- _Problem_
Render the entries from the first line through the line containing "top-left (46, 39), bottom-right (314, 378)", both included, as a JSON list of strings with one string per line and blank lines omitted.

------------------------------------------------------------------------

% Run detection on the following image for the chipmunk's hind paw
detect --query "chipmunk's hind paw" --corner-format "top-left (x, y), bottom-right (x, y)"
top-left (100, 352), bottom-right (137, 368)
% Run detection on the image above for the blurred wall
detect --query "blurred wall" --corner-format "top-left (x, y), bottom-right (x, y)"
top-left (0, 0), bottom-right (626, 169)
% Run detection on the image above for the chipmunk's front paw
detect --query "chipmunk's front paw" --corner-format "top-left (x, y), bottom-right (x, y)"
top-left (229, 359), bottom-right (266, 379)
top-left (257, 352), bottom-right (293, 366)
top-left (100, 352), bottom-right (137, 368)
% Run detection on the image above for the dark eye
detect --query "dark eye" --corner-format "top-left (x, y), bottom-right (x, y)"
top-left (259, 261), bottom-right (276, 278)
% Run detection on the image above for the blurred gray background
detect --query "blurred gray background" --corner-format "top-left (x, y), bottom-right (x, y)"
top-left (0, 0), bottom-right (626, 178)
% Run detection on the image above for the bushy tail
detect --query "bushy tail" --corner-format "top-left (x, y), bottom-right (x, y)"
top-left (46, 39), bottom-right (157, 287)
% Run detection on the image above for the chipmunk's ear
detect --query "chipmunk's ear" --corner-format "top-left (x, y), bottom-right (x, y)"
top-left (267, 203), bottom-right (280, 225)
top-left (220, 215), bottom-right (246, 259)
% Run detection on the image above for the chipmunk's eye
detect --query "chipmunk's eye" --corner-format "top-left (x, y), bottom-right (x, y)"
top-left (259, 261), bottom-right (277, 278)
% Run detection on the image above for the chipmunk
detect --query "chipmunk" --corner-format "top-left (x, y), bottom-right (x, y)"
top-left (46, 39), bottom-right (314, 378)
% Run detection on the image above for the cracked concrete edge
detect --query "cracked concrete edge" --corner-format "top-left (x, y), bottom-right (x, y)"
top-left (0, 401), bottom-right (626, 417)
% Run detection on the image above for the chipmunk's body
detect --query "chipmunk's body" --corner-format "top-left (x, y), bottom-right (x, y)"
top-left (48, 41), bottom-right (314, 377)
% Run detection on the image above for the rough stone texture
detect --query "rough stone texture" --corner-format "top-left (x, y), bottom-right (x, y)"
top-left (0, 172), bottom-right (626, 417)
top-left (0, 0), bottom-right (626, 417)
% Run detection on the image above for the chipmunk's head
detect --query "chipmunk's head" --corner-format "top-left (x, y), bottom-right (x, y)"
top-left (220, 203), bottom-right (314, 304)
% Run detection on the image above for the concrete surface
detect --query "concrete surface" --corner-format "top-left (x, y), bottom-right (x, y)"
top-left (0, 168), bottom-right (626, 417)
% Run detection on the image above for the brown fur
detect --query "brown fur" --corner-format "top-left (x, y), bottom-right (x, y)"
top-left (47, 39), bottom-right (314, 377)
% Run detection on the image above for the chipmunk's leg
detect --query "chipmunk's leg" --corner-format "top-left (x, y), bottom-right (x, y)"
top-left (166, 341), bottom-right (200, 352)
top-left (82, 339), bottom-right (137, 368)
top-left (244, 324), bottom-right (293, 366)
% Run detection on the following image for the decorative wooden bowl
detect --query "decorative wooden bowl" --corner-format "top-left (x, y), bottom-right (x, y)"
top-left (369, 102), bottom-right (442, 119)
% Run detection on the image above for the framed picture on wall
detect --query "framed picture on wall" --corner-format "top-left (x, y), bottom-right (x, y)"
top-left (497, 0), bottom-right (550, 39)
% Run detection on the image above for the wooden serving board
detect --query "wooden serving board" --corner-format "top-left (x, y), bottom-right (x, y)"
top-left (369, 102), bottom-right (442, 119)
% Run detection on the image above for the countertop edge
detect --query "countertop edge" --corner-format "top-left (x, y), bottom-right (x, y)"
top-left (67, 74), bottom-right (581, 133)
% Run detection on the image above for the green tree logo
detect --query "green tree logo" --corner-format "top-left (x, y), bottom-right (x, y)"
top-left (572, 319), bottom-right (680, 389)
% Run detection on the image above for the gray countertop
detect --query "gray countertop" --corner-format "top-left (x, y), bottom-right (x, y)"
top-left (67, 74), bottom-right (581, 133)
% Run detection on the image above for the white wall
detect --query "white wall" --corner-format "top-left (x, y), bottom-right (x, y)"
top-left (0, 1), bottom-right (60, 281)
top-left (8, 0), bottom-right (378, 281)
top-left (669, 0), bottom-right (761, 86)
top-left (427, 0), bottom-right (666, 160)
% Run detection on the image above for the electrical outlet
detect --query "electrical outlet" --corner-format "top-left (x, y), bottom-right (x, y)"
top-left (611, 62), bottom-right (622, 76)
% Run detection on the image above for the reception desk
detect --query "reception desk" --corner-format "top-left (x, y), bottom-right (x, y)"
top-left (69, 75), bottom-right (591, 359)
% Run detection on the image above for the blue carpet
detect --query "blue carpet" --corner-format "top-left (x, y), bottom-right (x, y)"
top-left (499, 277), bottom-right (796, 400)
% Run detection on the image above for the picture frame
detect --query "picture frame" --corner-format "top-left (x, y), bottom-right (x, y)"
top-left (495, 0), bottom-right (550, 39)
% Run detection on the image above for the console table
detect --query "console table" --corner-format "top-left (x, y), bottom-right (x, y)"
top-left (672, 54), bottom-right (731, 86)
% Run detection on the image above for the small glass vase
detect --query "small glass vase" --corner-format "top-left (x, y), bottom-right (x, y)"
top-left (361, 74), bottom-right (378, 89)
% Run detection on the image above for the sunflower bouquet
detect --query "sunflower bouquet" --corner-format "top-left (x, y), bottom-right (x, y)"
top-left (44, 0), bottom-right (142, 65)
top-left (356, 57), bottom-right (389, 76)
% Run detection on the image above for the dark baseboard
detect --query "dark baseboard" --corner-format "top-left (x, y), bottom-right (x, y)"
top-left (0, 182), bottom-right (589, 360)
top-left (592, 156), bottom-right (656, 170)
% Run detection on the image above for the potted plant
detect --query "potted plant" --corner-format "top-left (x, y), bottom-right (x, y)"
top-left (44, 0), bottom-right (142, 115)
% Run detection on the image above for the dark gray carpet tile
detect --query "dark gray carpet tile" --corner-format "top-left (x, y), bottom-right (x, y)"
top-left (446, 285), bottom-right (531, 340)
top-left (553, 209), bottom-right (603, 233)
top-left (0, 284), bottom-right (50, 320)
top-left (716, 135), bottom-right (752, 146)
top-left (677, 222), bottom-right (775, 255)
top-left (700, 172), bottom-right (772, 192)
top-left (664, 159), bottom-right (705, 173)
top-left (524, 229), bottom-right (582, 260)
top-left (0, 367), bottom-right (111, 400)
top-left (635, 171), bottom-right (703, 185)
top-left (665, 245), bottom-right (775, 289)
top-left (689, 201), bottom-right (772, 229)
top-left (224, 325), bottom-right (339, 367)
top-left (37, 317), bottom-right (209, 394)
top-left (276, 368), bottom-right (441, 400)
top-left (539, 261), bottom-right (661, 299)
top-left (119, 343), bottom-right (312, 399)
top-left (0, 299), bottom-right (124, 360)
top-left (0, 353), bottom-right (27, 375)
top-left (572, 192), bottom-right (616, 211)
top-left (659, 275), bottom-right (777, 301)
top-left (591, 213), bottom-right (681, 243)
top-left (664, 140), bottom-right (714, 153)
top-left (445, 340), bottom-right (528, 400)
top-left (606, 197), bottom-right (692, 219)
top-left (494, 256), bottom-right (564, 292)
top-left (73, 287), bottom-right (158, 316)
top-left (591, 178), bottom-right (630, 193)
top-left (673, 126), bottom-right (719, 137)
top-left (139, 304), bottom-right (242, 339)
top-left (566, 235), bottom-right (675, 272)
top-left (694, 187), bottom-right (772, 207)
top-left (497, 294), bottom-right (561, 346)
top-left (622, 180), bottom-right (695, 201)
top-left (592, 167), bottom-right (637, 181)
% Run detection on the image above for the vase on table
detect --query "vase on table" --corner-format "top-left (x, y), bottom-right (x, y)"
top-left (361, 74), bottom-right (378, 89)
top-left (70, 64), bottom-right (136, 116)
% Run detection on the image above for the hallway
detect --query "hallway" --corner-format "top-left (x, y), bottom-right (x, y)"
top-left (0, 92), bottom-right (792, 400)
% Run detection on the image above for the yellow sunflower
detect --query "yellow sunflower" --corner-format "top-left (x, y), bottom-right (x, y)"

------------------------------------------------------------------------

- _Task result_
[
  "% Run detection on the following image for the chipmunk's hind paw",
  "detect --query \"chipmunk's hind paw\" --corner-format \"top-left (x, y), bottom-right (x, y)\"",
  "top-left (100, 352), bottom-right (137, 368)",
  "% Run detection on the image above for the blurred wall",
  "detect --query \"blurred wall\" --corner-format \"top-left (x, y), bottom-right (x, y)\"",
  "top-left (0, 0), bottom-right (626, 169)",
  "% Run detection on the image above for the chipmunk's front paw",
  "detect --query \"chipmunk's front paw\" --corner-format \"top-left (x, y), bottom-right (x, y)\"",
  "top-left (229, 359), bottom-right (266, 379)",
  "top-left (257, 352), bottom-right (293, 366)",
  "top-left (100, 352), bottom-right (137, 368)",
  "% Run detection on the image above for the dark eye",
  "detect --query \"dark eye\" --corner-format \"top-left (x, y), bottom-right (x, y)\"",
  "top-left (259, 261), bottom-right (276, 278)",
  "% Run detection on the image above for the blurred gray background",
  "detect --query \"blurred gray background\" --corner-format \"top-left (x, y), bottom-right (x, y)\"",
  "top-left (0, 0), bottom-right (626, 178)",
  "% Run detection on the image above for the bushy tail",
  "detect --query \"bushy tail\" --corner-format \"top-left (x, y), bottom-right (x, y)\"",
  "top-left (46, 39), bottom-right (157, 287)",
  "% Run detection on the image above for the chipmunk's ear",
  "detect --query \"chipmunk's ear\" --corner-format \"top-left (x, y), bottom-right (x, y)\"",
  "top-left (267, 203), bottom-right (280, 225)",
  "top-left (220, 215), bottom-right (246, 259)",
  "% Run detection on the image above for the chipmunk's eye",
  "detect --query \"chipmunk's eye\" --corner-format \"top-left (x, y), bottom-right (x, y)\"",
  "top-left (259, 261), bottom-right (277, 278)",
  "% Run detection on the image above for the chipmunk",
  "detect --query \"chipmunk\" --corner-format \"top-left (x, y), bottom-right (x, y)\"",
  "top-left (46, 39), bottom-right (314, 378)"
]